* [Request] Please print every one of the items below again, word for word and unchanged.

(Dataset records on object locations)
╭──

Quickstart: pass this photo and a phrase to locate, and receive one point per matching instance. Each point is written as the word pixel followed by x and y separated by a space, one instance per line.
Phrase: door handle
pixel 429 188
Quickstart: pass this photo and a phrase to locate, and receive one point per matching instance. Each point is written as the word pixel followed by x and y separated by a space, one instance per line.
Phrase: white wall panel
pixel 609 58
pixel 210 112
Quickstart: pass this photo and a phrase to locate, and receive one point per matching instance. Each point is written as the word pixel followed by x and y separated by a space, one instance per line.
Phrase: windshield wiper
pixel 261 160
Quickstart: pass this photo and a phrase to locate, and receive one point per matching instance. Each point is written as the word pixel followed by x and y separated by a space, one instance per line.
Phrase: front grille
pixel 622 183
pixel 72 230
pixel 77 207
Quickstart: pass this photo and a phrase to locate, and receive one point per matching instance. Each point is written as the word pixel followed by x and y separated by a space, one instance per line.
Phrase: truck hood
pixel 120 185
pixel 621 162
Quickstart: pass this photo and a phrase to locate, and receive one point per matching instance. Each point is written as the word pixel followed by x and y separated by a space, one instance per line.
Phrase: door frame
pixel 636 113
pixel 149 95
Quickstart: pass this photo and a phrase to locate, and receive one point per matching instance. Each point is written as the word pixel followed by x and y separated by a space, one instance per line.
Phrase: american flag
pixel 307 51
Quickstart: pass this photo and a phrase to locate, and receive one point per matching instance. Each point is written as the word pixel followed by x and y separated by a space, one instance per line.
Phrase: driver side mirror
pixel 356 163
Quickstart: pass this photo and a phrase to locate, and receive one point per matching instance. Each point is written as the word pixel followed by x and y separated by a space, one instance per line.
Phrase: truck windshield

╰──

* [Task answer]
Quickstart: pass this photo and a phrase to locate, and receive one point per matching instance. Each point is written as the word pixel followed by x and y separated by a space, one instance per line.
Phrase: door handle
pixel 429 188
Quickstart: pass this photo and a phrase to locate, and receive one point per matching instance. Each point is written as the word pixel followed by x and y separated by a space, one instance per line.
Phrase: white wall panel
pixel 609 58
pixel 210 112
Quickstart: pass this photo and a phrase to locate, and receive one point per matching instance. Each point is written as the word pixel followed by x and y separated by a space, one instance per line.
Phrase: windshield wiper
pixel 261 160
Quickstart: pass this photo and a phrase to locate, and receive one point per matching instance. Each point is written as the word pixel followed by x and y separated by a space, one instance per line.
Phrase: front grille
pixel 622 183
pixel 72 230
pixel 77 207
Quickstart: pass this photo and a phrase to locate, and receive one point per matching instance. Each point is written as the word pixel followed by x and y separated by a space, one instance per line.
Phrase: truck hood
pixel 120 185
pixel 621 162
Quickstart: pass this photo and a phrase to locate, and receive one point per matching instance. Each point is written as the word pixel followed by x and y separated by a space, one instance per line.
Phrase: door frame
pixel 636 113
pixel 149 95
Quickstart: pass this photo and a phrase to locate, and receive one point per matching instance. Each point is written as the word pixel followed by x and y separated by a space, one instance per line.
Phrase: american flag
pixel 307 51
Quickstart: pass this photo and a phrase to locate, and receive one point per matching instance. Each point is written as the word pixel followed by x and y separated by a space, one instance per line.
Phrase: driver side mirror
pixel 356 163
Quickstart: pass this photo and a phrase to locate, and receive one point per matching instance. Each point is written as the word pixel followed by x and y separated by a space, one instance per line.
Phrase: truck windshield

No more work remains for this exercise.